▶ **VOTRE TÂCHE**:
Repérez chaque ligne ci-dessous qui contient le mot « building », puis recopiez-la intégralement.

▶ **DONNÉES DE L'EXERCICE**:
◆ ◆ ◆ ◆
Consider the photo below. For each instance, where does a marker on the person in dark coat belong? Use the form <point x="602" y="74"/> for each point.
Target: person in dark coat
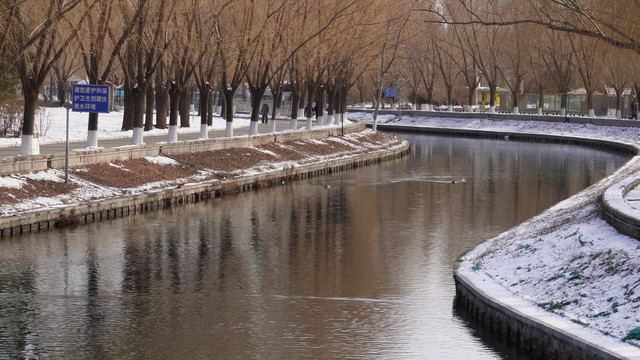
<point x="265" y="113"/>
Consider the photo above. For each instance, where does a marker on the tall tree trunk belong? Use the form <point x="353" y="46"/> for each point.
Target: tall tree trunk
<point x="256" y="100"/>
<point x="162" y="98"/>
<point x="228" y="103"/>
<point x="295" y="100"/>
<point x="210" y="108"/>
<point x="148" y="117"/>
<point x="129" y="109"/>
<point x="139" y="95"/>
<point x="185" y="105"/>
<point x="61" y="93"/>
<point x="204" y="106"/>
<point x="174" y="100"/>
<point x="30" y="102"/>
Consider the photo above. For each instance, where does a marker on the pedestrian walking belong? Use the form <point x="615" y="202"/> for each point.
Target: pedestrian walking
<point x="265" y="113"/>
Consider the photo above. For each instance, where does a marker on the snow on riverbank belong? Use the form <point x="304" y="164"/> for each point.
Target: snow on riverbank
<point x="51" y="123"/>
<point x="567" y="260"/>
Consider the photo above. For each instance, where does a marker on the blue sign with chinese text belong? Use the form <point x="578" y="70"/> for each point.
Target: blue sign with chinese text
<point x="90" y="98"/>
<point x="390" y="92"/>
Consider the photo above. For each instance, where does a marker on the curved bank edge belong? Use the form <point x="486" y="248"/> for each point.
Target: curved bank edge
<point x="618" y="212"/>
<point x="534" y="330"/>
<point x="106" y="209"/>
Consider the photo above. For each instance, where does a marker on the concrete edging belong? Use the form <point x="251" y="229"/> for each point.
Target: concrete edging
<point x="531" y="335"/>
<point x="99" y="210"/>
<point x="617" y="212"/>
<point x="29" y="163"/>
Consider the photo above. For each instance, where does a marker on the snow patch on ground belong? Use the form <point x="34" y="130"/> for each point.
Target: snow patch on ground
<point x="161" y="160"/>
<point x="566" y="267"/>
<point x="11" y="182"/>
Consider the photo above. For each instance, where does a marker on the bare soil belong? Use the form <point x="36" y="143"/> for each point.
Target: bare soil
<point x="138" y="172"/>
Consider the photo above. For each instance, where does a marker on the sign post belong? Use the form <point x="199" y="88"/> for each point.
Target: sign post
<point x="85" y="98"/>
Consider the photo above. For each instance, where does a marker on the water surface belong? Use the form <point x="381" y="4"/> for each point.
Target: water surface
<point x="356" y="265"/>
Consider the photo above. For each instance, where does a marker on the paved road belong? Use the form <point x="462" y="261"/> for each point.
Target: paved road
<point x="56" y="148"/>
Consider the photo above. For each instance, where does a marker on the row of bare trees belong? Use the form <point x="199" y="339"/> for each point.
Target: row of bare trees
<point x="322" y="49"/>
<point x="162" y="49"/>
<point x="527" y="46"/>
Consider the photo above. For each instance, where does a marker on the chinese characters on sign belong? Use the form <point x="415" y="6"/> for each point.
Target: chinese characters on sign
<point x="390" y="92"/>
<point x="91" y="98"/>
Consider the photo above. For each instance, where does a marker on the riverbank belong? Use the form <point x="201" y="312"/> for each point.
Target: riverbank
<point x="565" y="267"/>
<point x="99" y="190"/>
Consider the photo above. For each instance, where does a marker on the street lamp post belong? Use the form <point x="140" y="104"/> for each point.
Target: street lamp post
<point x="67" y="105"/>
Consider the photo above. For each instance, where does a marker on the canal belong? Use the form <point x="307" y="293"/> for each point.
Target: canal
<point x="355" y="265"/>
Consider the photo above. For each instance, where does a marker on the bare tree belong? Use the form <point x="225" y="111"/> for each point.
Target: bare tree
<point x="98" y="56"/>
<point x="617" y="74"/>
<point x="559" y="59"/>
<point x="34" y="41"/>
<point x="588" y="59"/>
<point x="392" y="33"/>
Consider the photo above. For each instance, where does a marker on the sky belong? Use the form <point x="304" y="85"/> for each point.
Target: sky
<point x="566" y="258"/>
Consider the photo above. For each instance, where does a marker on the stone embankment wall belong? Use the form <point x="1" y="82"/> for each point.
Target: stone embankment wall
<point x="106" y="209"/>
<point x="532" y="337"/>
<point x="29" y="163"/>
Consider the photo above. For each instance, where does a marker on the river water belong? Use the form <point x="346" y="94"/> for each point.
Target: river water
<point x="355" y="265"/>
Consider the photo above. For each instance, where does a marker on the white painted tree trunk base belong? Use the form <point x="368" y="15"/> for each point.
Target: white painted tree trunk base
<point x="204" y="131"/>
<point x="253" y="128"/>
<point x="173" y="133"/>
<point x="28" y="146"/>
<point x="229" y="130"/>
<point x="137" y="136"/>
<point x="92" y="139"/>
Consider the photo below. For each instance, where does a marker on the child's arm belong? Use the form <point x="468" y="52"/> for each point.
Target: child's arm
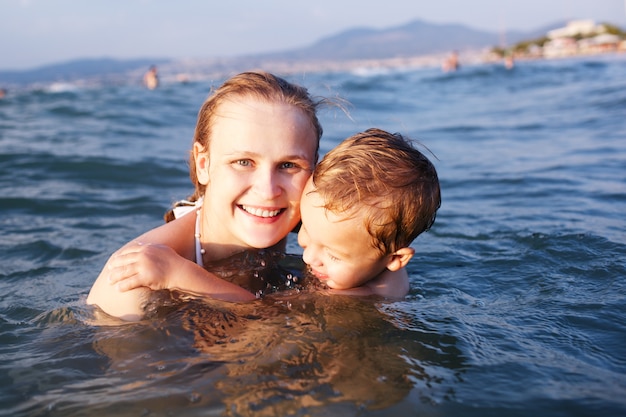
<point x="388" y="284"/>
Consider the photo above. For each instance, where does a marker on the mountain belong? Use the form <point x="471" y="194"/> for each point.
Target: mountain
<point x="413" y="39"/>
<point x="78" y="69"/>
<point x="416" y="38"/>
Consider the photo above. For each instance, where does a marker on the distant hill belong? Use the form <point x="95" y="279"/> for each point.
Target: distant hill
<point x="413" y="39"/>
<point x="416" y="38"/>
<point x="78" y="69"/>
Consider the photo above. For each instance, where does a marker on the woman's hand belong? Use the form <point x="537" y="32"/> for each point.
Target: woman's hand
<point x="143" y="265"/>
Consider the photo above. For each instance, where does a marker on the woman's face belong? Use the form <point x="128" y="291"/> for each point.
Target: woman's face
<point x="260" y="157"/>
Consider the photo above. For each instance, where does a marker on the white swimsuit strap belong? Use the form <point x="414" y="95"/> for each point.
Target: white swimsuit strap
<point x="197" y="239"/>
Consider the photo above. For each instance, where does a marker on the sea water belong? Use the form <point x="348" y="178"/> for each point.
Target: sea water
<point x="517" y="304"/>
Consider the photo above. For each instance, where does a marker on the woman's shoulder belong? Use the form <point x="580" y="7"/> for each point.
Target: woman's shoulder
<point x="177" y="234"/>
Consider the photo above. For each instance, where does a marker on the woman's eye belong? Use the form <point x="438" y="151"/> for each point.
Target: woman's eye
<point x="243" y="162"/>
<point x="333" y="258"/>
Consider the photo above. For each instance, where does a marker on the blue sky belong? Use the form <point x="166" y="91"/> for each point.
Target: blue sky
<point x="40" y="32"/>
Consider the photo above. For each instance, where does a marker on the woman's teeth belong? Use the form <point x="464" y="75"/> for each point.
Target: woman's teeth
<point x="260" y="212"/>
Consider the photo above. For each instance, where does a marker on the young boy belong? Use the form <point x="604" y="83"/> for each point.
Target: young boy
<point x="367" y="200"/>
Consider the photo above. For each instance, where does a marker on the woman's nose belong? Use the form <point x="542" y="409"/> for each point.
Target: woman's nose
<point x="266" y="184"/>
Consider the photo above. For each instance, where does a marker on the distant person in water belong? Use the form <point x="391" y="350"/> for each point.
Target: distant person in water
<point x="365" y="203"/>
<point x="151" y="78"/>
<point x="451" y="63"/>
<point x="509" y="62"/>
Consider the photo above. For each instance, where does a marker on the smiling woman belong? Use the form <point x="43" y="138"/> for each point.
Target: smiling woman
<point x="255" y="146"/>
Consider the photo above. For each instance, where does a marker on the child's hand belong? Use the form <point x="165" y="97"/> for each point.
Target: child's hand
<point x="143" y="265"/>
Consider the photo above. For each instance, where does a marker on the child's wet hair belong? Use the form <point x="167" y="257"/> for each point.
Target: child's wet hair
<point x="385" y="175"/>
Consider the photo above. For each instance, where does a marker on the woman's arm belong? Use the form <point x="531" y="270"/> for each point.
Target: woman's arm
<point x="160" y="259"/>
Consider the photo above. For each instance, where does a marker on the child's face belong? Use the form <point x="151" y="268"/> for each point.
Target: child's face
<point x="336" y="248"/>
<point x="260" y="156"/>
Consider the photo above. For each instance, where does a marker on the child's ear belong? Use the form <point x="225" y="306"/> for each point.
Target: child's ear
<point x="201" y="159"/>
<point x="400" y="258"/>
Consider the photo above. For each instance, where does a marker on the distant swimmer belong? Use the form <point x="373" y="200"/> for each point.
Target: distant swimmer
<point x="509" y="62"/>
<point x="451" y="63"/>
<point x="151" y="78"/>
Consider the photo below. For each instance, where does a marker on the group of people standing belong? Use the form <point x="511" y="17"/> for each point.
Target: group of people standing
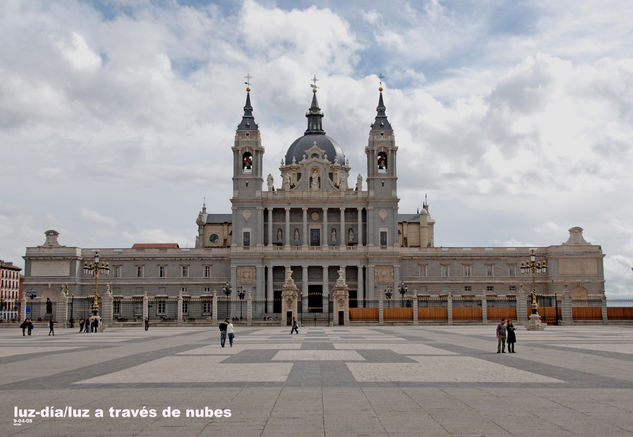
<point x="505" y="332"/>
<point x="89" y="325"/>
<point x="226" y="328"/>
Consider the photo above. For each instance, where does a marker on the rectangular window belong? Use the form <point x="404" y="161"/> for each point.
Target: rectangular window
<point x="445" y="271"/>
<point x="422" y="269"/>
<point x="315" y="237"/>
<point x="511" y="270"/>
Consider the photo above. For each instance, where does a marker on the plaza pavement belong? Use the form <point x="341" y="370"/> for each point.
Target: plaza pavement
<point x="347" y="381"/>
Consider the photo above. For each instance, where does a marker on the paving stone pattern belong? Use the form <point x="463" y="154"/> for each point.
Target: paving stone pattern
<point x="348" y="381"/>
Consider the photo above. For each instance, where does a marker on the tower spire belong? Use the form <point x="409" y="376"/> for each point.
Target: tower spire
<point x="248" y="121"/>
<point x="314" y="114"/>
<point x="381" y="122"/>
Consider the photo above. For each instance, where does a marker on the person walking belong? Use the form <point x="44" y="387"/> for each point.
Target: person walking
<point x="295" y="326"/>
<point x="511" y="336"/>
<point x="223" y="325"/>
<point x="231" y="333"/>
<point x="501" y="336"/>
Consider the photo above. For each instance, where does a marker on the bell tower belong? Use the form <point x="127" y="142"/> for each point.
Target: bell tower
<point x="382" y="178"/>
<point x="248" y="156"/>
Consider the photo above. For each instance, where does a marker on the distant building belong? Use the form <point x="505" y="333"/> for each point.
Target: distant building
<point x="313" y="222"/>
<point x="9" y="291"/>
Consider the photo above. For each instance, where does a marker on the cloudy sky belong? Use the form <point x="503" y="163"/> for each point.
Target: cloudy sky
<point x="515" y="117"/>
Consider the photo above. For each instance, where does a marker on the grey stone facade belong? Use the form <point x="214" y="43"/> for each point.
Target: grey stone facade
<point x="318" y="218"/>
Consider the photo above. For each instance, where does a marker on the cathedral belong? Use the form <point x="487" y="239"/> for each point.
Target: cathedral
<point x="315" y="221"/>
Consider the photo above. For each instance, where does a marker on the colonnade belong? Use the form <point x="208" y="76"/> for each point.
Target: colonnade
<point x="342" y="240"/>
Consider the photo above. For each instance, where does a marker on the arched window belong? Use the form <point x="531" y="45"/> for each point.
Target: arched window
<point x="247" y="162"/>
<point x="382" y="162"/>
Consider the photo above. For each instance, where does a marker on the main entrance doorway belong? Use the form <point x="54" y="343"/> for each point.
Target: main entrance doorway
<point x="315" y="298"/>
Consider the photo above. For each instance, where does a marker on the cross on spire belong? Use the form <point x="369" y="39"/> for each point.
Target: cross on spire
<point x="313" y="84"/>
<point x="248" y="78"/>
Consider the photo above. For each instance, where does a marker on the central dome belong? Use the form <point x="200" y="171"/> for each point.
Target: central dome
<point x="314" y="135"/>
<point x="300" y="146"/>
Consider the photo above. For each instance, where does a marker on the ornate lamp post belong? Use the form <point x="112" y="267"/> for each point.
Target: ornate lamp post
<point x="241" y="293"/>
<point x="95" y="268"/>
<point x="227" y="290"/>
<point x="533" y="266"/>
<point x="402" y="289"/>
<point x="388" y="294"/>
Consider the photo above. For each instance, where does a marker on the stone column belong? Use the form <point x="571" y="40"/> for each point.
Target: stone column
<point x="304" y="288"/>
<point x="61" y="309"/>
<point x="234" y="293"/>
<point x="214" y="307"/>
<point x="566" y="312"/>
<point x="360" y="227"/>
<point x="288" y="299"/>
<point x="340" y="299"/>
<point x="396" y="280"/>
<point x="270" y="226"/>
<point x="259" y="282"/>
<point x="305" y="227"/>
<point x="449" y="305"/>
<point x="415" y="304"/>
<point x="360" y="293"/>
<point x="287" y="236"/>
<point x="371" y="292"/>
<point x="326" y="290"/>
<point x="269" y="291"/>
<point x="249" y="309"/>
<point x="23" y="309"/>
<point x="260" y="226"/>
<point x="325" y="232"/>
<point x="107" y="307"/>
<point x="343" y="239"/>
<point x="521" y="305"/>
<point x="145" y="306"/>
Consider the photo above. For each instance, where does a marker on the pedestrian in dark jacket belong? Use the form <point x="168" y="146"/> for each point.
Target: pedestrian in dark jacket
<point x="223" y="325"/>
<point x="501" y="336"/>
<point x="511" y="336"/>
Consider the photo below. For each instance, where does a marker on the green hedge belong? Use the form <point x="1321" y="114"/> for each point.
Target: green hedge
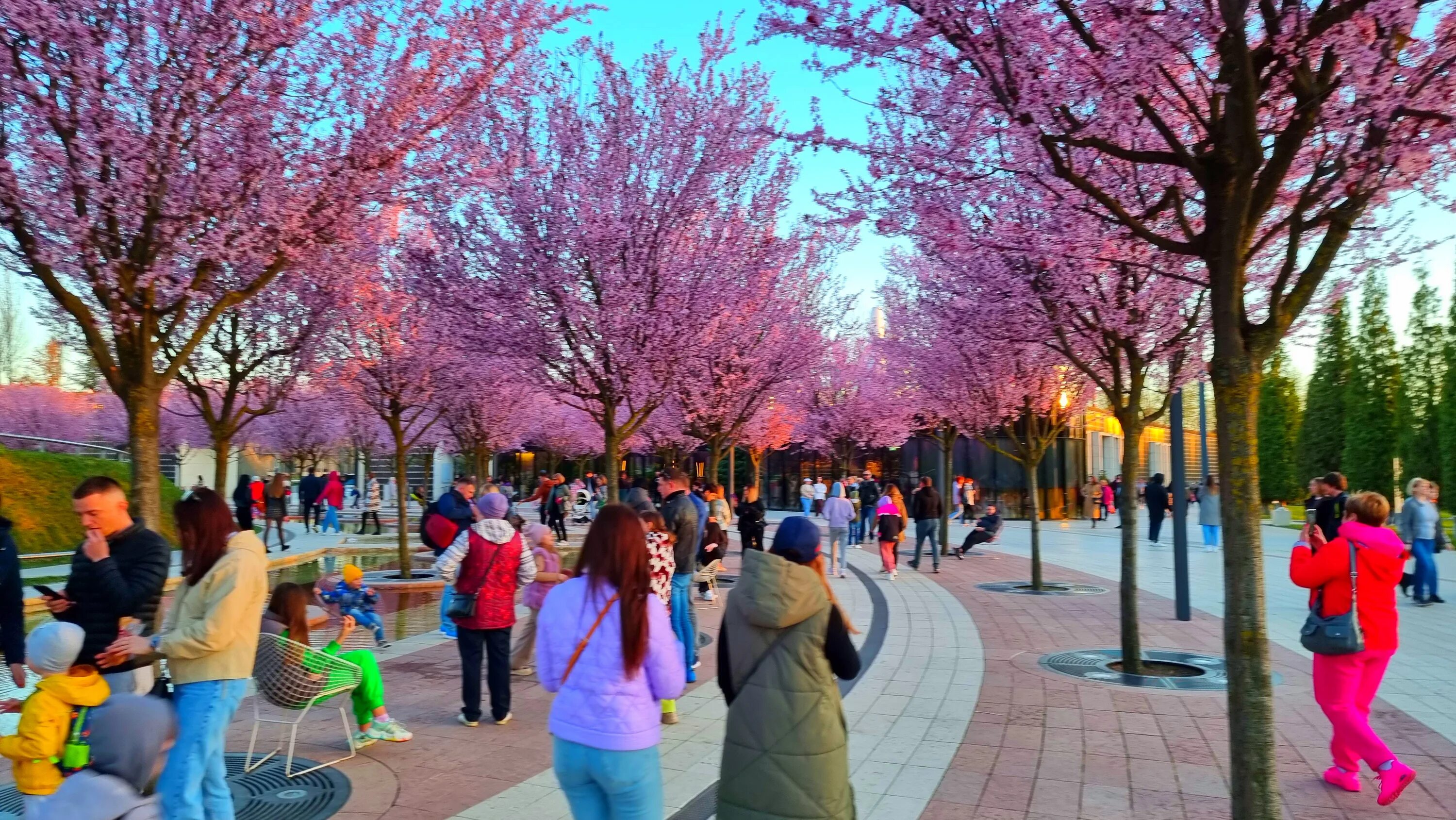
◆ ◆ ◆ ◆
▶ **SOLUTION CI-DESSOUS**:
Consider the photo above. For each instance, where does a marker on the distant building belong? Use the form <point x="505" y="333"/> for each point.
Target: distant building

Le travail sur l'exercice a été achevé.